2.2.Examples of designs with implementation of IVR strategy

In spite of the difficulties to assess in a reliable manner the effectiveness of the IVR strategy, several vendors have designed reactors in which this strategy can be used, in case of severe accident with core melting. Some examples were given during the workshop for two large power PWRs (CAP-1400 and APR-1400), for one BWR (KERENA) and one PHWR (CANDU). Even though it is not the point of this paper to review all the elements which were given for the safety demonstration of those designs, it is interesting to identify the similarities between them and the design options which are considered as positive for IVR success.

1/ The passive reflooding of the reactor cavity, up to the level of the primary loops. This is even improved in the case of AP1000 and CAP-1400 where it is possible to flood a much larger volume covering most of the primary circuit, allowing a simultaneous in-vessel reflooding if the break is below the water level and the vessel depressurized.

2/ The design of vessel insulation in order to allow water circulation between the vessel wall and insulation and to allow steam venting in the top part.

3/ The simultaneous in-vessel water injection (direct such as in APR-1400 or not as in CAP-1400) in order to reduce the risk of focusing effect.

4/ The presence of a large mass of steel in the lower plenum (examples of KERENA and CAP-1400) which would most likely avoid the formation of a heavy metal layer and would increase the thickness of the top metal layer, thus reducing the risk of focusing effect.

5/ The absence of penetrations (as in several PWR and PHWR designs)

6/ The large water inventory (including safety injections and storage tanks) leading to delay the time of corium arrival in the lower plenum and therefore the residual power to extract (up to one day before corium arrival for the KERENA (see Figure 1Example of the KERENA design, from Fischer’s presentation) and CANDU designs, up to 3 days for VVER-TOI).

### OBJECTIVES
1) Name every reactor design mentioned in the passage on in-vessel retention designs.
2) According to the passage on in-vessel retention designs, how long can the large water inventory delay corium arrival in the lower plenum for VVER-TOI?
3) Resume the passage on in-vessel retention designs immediately after its final sentence.
The rows that follow are separate material, unrelated to the passage on in-vessel retention designs.

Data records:
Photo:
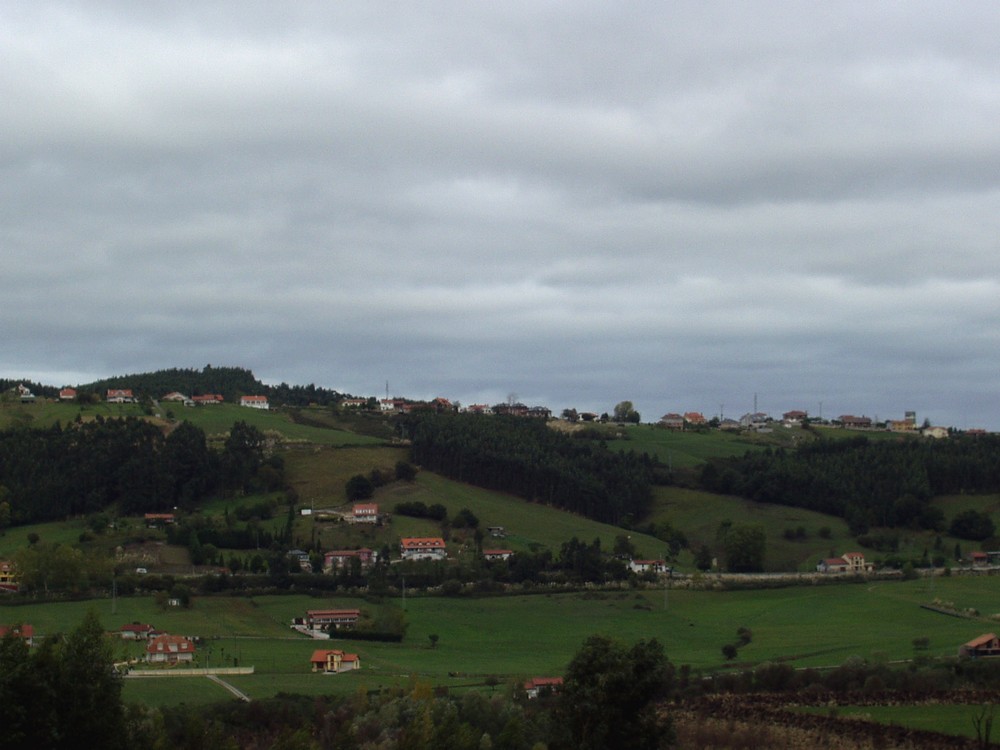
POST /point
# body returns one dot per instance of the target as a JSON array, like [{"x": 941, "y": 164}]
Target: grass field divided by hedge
[{"x": 538, "y": 634}]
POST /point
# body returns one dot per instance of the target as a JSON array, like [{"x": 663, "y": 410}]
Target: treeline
[
  {"x": 127, "y": 464},
  {"x": 526, "y": 458},
  {"x": 866, "y": 482},
  {"x": 231, "y": 382}
]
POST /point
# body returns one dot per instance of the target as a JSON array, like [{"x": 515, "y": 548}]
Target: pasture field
[
  {"x": 217, "y": 419},
  {"x": 46, "y": 413},
  {"x": 687, "y": 449},
  {"x": 526, "y": 635}
]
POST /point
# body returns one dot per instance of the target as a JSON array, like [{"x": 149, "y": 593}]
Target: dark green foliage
[
  {"x": 866, "y": 482},
  {"x": 745, "y": 546},
  {"x": 62, "y": 694},
  {"x": 610, "y": 694},
  {"x": 405, "y": 471},
  {"x": 973, "y": 525},
  {"x": 91, "y": 466},
  {"x": 528, "y": 459},
  {"x": 242, "y": 456},
  {"x": 465, "y": 519}
]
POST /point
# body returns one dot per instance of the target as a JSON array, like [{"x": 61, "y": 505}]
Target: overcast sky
[{"x": 680, "y": 204}]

### RESPONSES PER TASK
1) CAP-1400, APR-1400, KERENA, CANDU, AP1000, VVER-TOI

2) Up to 3 days.

3)
Figure 1Example of the KERENA design, from Fischer’s presentation

From those examples, it is worth noting that designers are aware that some uncertainties, such as complex physico-chemical phenomena in the corium still exist but they propose design options and measures which would, in any case, help to prevent large heat flux to the vessel. They also propose measures which should reduce the occurrence of fast transients which are critical for the safety assessment of IVR.In order to complete the international panorama given in that session, it is important to recall that In Russia, the IVR concept is not considered for high power VVERs, however for middle power reactors (VVER-600, 440) deterministic analyses demonstrated the effectiveness and reliability of decay heat removal by external reactor vessel cooling.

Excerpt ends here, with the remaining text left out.